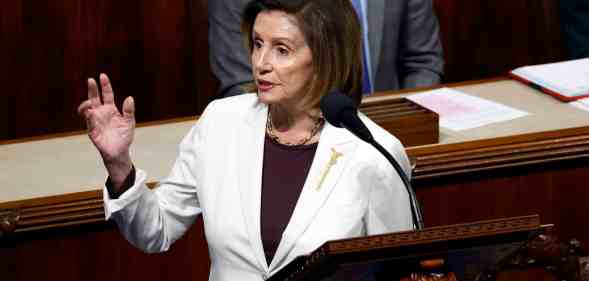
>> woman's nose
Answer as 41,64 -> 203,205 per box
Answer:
254,51 -> 272,72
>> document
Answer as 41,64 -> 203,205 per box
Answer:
407,88 -> 529,131
570,98 -> 589,111
509,58 -> 589,102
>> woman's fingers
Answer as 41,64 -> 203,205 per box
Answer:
88,78 -> 100,107
100,73 -> 115,104
78,100 -> 92,118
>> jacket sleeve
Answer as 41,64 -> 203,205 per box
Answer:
365,126 -> 413,235
399,0 -> 444,88
103,104 -> 215,253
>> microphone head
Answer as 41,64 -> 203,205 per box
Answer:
319,90 -> 356,128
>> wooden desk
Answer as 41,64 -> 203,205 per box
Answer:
0,79 -> 589,280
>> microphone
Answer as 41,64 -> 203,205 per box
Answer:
320,90 -> 423,230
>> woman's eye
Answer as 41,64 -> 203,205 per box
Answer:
254,40 -> 262,49
278,47 -> 289,56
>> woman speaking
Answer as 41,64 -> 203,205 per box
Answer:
78,0 -> 412,281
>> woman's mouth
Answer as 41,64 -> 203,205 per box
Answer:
258,80 -> 274,92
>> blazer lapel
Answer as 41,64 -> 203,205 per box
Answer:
366,0 -> 386,76
235,100 -> 268,272
270,123 -> 357,272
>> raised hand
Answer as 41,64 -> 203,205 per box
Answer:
78,74 -> 135,187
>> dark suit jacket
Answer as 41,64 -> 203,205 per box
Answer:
208,0 -> 443,96
560,0 -> 589,59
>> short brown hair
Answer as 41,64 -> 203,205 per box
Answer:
241,0 -> 362,108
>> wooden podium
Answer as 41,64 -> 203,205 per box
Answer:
268,215 -> 581,281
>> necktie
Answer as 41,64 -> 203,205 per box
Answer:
351,0 -> 373,95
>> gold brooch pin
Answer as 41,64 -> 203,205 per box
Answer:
317,148 -> 344,191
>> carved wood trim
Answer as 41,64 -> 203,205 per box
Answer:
325,215 -> 540,254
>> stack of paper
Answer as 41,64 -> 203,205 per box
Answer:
509,58 -> 589,102
407,88 -> 528,131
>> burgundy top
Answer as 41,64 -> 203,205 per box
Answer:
260,136 -> 317,264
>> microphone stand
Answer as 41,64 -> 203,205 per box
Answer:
368,138 -> 424,230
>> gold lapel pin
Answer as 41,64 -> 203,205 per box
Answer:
317,147 -> 344,191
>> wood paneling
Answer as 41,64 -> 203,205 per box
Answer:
0,0 -> 564,140
434,0 -> 564,83
0,219 -> 209,281
0,0 -> 216,139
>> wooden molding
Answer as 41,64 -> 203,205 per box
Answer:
407,127 -> 589,180
0,180 -> 156,233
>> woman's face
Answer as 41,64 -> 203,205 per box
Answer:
252,10 -> 313,107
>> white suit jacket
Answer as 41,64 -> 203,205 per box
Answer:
104,94 -> 412,281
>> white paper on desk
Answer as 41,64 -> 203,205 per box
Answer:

→ **Aim**
Reproduce all of the rows above verbatim, omitting the pictures.

→ **Exercise solution**
>> woman's nose
Answer as 41,64 -> 203,205 per box
Answer:
254,51 -> 272,72
>> document
Answer as 41,64 -> 203,205 per box
Answer:
407,88 -> 529,131
570,98 -> 589,111
509,58 -> 589,102
>> woman's fingers
Answer as 41,64 -> 203,205 per box
Answer:
88,78 -> 100,107
100,73 -> 115,104
78,100 -> 92,118
>> jacket sleeve
Answer as 41,64 -> 203,205 per box
Answer:
365,126 -> 413,235
399,0 -> 444,88
103,104 -> 215,253
>> microphone head
Answer as 41,64 -> 203,205 per box
Answer:
319,90 -> 356,128
>> wooden desk
Answer as 41,64 -> 203,205 per box
Answer:
0,79 -> 589,280
>> microphone
Answer as 41,64 -> 203,205 per box
Answer:
320,90 -> 423,230
>> woman's eye
Answer as 41,64 -> 203,205 per box
Answer:
254,40 -> 262,49
278,47 -> 289,56
>> woman speaking
Answer as 41,64 -> 203,205 per box
Answer:
78,0 -> 412,281
>> woman's mouth
Answer as 41,64 -> 203,205 per box
Answer:
258,80 -> 274,92
>> blazer lapel
Answer as 41,64 -> 203,205 per box
Answer:
366,0 -> 386,76
235,100 -> 268,272
270,123 -> 357,272
>> raised hand
Answer as 41,64 -> 203,205 per box
Answer:
78,74 -> 135,187
>> dark suit jacket
Answer as 41,64 -> 203,205 per box
Answer:
208,0 -> 443,96
560,0 -> 589,59
>> short brown hair
Answer as 41,64 -> 203,205 per box
Answer:
241,0 -> 362,108
>> wooden podium
Answer as 41,64 -> 203,205 per box
Answer:
268,215 -> 581,281
>> necktie
Answer as 41,64 -> 203,205 per box
Answer:
351,0 -> 373,95
>> gold brooch pin
Answer as 41,64 -> 203,205 per box
Answer:
317,148 -> 344,191
>> carved wood trim
Answer as 41,64 -> 203,205 per box
Answer:
325,215 -> 540,254
>> stack of paper
Answer as 41,64 -> 203,205 per box
Answer:
509,58 -> 589,102
407,88 -> 528,131
>> burgundy top
Answer as 41,64 -> 203,205 per box
Answer:
260,136 -> 317,264
>> microphone stand
Answer as 41,64 -> 203,205 per box
Answer:
368,138 -> 424,230
>> gold lapel pin
Answer as 41,64 -> 203,205 per box
Answer:
317,147 -> 344,191
>> wood paneling
Answer as 41,64 -> 203,205 per box
Answer:
0,0 -> 564,140
434,0 -> 564,83
0,219 -> 209,281
0,0 -> 216,139
>> wooden molding
Answer as 41,64 -> 203,205 per box
Answer:
407,127 -> 589,180
0,180 -> 156,233
>> woman's face
Answer as 41,64 -> 203,205 per box
Answer:
252,10 -> 313,107
>> white suit jacket
Answer as 41,64 -> 203,205 per box
Answer:
104,94 -> 412,281
>> white paper on desk
Answer as 41,64 -> 203,205 per box
Answer:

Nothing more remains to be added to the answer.